_Exercise tasks_:
(A) Rewrite the passage of the STREAM benchmark page that begins at the words "Increase the size" and stops after "your system timer.", replacing "system timer" with "hardware timer".
(B) Answer these questions from the STREAM benchmark page below:
(i) Which GCC version is recommended?
(ii) Which OMP_PROC_BIND value distributes the threads evenly over all available cores?
(iii) How many times will each kernel be executed?
(C) Translate this sentence from the STREAM benchmark page below into Spanish: "System bandwidth is proportional to the memory capacity."

_Selected excerpt_:
□ □ □ □ □
Basic System Health Checks#
To confirm that your system is healthy and is correctly configured, check the compute performance and memory bandwidth with some simple benchmarks.
STREAM#
Use the STREAM benchmark to check LPDDR5X memory bandwidth. The following commands download and compile STREAM with a total memory footprint of approximately 2.7 GB, which is sufficient to exceed the L3 cache without excessive runtime.
Note
We recommend GCC version 12.3 or later.
$ wget https://www.cs.virginia.edu/stream/FTP/Code/stream.c
$ gcc -Ofast -mcpu=neoverse-v2 -fopenmp \
-DSTREAM_ARRAY_SIZE=120000000 -DNTIMES=200 \
-o stream_openmp.exe stream.c
To run STREAM, set the number of OpenMP threads (OMP_NUM_THREADS) according to the following example. To distribute the threads evenly over all available cores and maximize bandwidth, use OMP_PROC_BIND=spread.
$ OMP_NUM_THREADS={THREADS} OMP_PROC_BIND=spread ./stream_openmp.exe
System bandwidth is proportional to the memory capacity. Locate your system’s memory capacity in the following table and use the given parameters to generate the expected score for STREAM TRIAD. For example, when running on a Grace-Hopper Superchip with a memory capacity of 120 GB, this command will score at least 450 GB/s in STREAM TRIAD:
$ OMP_NUM_THREADS=72 OMP_PROC_BIND=spread ./stream_openmp.exe
Similarly, the following command will score at least 900 GB/s in STREAM TRIAD on a Grace CPU Superchip with a memory capacity of 240 GB:
$ OMP_NUM_THREADS=144 OMP_PROC_BIND=spread numactl -m0,1 ./stream_openmp.exe
Superchip |
Capacity (GB) |
NUM_THREADS** |
Values |
|---|---|---|---|
Grace-Hopper |
120 |
72 |
450+ |
Grace-Hopper |
480 |
72 |
340+ |
Grace CPU |
240 |
144 |
900+ |
Grace CPU |
480 |
144 |
900+ |
Grace CPU |
960 |
144 |
680+ |
$ OMP_NUM_THREADS=72 OMP_PROC_BIND=spread numactl -m0,1 ./stream_openmp.exe
-------------------------------------------------------------
STREAM version $Revision: 5.10 $
-------------------------------------------------------------
This system uses 8 bytes per array element.
-------------------------------------------------------------
Array size = 120000000 (elements), Offset = 0 (elements)
Memory per array = 915.5 MiB (= 0.9 GiB).
Total memory required = 2746.6 MiB (= 2.7 GiB).
Each kernel will be executed 200 times.
The *best* time for each kernel (excluding the first iteration) will be used to compute the reported bandwidth.
-------------------------------------------------------------
Number of Threads requested = 72
Number of Threads counted = 72
-------------------------------------------------------------
Your clock granularity/precision appears to be 1 microseconds.
Each test below will take on the order of 2927 microseconds.
(= 2927 clock ticks)
Increase the size of the arrays if this shows that you are not getting at least 20 clock ticks per test.
-------------------------------------------------------------
WARNING -- The above is only a rough guideline. For best results, please be sure you know the precision of your system timer.
□ □ □ □ □
_Information shown_:
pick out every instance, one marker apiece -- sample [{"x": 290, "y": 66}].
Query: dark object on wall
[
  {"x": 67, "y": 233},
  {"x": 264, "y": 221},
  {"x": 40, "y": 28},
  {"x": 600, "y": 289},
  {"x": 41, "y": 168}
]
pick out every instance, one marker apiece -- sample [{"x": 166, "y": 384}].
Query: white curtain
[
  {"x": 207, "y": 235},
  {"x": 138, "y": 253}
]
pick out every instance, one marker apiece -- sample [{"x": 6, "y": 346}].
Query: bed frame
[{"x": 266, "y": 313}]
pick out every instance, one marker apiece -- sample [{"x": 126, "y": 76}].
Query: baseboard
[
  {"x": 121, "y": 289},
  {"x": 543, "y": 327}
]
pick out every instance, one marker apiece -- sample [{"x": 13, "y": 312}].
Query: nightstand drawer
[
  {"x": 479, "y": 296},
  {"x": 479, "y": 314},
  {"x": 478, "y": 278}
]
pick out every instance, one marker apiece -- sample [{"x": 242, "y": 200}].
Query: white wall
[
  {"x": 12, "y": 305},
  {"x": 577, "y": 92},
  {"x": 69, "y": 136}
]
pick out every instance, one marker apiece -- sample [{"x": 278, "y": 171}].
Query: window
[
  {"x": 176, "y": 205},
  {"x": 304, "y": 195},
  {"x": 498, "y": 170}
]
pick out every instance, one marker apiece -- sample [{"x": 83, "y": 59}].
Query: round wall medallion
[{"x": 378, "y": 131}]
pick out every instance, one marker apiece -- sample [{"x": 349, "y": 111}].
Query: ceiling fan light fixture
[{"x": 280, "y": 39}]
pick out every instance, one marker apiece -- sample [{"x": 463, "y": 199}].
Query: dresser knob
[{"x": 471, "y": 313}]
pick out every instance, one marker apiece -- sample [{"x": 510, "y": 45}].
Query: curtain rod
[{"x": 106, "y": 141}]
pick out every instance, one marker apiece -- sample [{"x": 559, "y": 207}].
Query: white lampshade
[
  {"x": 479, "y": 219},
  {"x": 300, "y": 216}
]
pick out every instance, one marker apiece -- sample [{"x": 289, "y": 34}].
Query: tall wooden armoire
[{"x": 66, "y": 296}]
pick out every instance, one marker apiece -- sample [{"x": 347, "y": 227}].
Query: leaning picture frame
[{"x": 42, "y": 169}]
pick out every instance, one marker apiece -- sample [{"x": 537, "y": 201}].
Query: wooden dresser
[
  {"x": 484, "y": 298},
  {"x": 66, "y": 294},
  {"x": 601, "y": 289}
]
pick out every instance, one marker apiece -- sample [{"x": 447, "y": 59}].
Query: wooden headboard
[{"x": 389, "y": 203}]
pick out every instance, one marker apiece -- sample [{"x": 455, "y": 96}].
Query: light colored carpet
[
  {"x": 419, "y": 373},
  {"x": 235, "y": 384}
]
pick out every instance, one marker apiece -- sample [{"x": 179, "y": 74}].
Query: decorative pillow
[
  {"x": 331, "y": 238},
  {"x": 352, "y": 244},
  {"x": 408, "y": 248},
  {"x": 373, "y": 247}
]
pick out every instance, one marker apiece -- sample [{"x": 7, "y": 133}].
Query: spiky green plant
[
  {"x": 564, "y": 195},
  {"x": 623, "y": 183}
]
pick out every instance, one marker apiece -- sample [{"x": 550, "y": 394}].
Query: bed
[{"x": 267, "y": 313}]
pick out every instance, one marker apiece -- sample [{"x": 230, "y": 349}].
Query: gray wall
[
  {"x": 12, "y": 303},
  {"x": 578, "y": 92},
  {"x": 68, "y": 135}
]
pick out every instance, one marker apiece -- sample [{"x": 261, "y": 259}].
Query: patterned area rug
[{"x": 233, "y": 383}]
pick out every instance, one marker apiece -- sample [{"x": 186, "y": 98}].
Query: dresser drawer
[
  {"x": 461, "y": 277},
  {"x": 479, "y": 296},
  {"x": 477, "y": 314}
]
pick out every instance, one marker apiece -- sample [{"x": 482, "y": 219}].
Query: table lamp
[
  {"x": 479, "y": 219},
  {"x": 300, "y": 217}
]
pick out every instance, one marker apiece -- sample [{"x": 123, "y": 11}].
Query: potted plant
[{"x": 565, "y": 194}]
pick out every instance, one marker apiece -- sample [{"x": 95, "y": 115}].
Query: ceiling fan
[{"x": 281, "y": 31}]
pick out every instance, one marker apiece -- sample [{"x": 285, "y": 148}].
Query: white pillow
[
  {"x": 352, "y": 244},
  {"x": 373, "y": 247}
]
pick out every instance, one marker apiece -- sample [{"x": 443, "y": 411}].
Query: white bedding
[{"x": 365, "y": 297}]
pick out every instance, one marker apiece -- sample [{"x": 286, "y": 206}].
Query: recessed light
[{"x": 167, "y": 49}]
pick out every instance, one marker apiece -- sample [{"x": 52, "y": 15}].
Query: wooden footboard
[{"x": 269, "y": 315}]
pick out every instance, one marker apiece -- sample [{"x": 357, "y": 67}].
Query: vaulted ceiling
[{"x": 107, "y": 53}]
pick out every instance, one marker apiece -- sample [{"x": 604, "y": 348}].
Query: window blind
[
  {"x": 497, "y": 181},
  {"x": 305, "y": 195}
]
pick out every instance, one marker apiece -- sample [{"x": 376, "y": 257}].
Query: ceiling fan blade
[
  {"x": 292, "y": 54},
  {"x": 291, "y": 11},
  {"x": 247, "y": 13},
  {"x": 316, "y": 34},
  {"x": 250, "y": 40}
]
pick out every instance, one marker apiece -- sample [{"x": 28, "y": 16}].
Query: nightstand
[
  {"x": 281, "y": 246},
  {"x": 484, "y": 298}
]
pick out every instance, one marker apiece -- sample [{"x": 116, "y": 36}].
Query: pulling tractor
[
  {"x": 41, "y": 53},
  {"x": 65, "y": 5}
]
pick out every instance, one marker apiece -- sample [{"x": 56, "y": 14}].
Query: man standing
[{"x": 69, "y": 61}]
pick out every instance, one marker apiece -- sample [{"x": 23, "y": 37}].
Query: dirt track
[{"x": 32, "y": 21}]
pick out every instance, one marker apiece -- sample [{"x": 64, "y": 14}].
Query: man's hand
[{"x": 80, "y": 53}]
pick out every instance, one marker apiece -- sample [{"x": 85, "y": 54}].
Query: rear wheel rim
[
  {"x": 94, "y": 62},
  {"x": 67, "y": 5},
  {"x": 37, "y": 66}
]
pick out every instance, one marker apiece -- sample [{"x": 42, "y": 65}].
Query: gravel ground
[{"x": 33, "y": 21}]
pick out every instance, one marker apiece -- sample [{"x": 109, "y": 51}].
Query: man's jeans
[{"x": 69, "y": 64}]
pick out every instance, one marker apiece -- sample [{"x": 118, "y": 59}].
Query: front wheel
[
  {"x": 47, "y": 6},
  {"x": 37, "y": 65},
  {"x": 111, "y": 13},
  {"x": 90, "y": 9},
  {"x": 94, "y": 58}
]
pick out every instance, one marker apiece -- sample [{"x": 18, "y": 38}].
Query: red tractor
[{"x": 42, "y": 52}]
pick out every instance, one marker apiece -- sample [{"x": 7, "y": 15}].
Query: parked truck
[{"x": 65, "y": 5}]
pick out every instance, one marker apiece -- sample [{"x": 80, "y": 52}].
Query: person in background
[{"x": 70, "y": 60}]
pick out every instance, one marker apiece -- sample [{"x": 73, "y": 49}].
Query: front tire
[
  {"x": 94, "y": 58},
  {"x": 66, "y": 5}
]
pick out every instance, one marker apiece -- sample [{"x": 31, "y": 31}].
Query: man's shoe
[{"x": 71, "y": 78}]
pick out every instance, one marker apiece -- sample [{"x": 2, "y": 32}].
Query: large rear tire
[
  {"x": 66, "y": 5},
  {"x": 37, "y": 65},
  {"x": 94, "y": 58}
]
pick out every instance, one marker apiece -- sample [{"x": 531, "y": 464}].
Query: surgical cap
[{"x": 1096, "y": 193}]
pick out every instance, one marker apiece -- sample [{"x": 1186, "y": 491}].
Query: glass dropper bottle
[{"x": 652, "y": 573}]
□ □ □ □ □
_Full answers_:
(A)
Increase the size of the arrays if this shows that you are not getting at least 20 clock ticks per test.
-------------------------------------------------------------
WARNING -- The above is only a rough guideline. For best results, please be sure you know the precision of your hardware timer.

(B)
(i) GCC version 12.3 or later
(ii) spread
(iii) 200 times

(C) El ancho de banda del sistema es proporcional a la capacidad de memoria.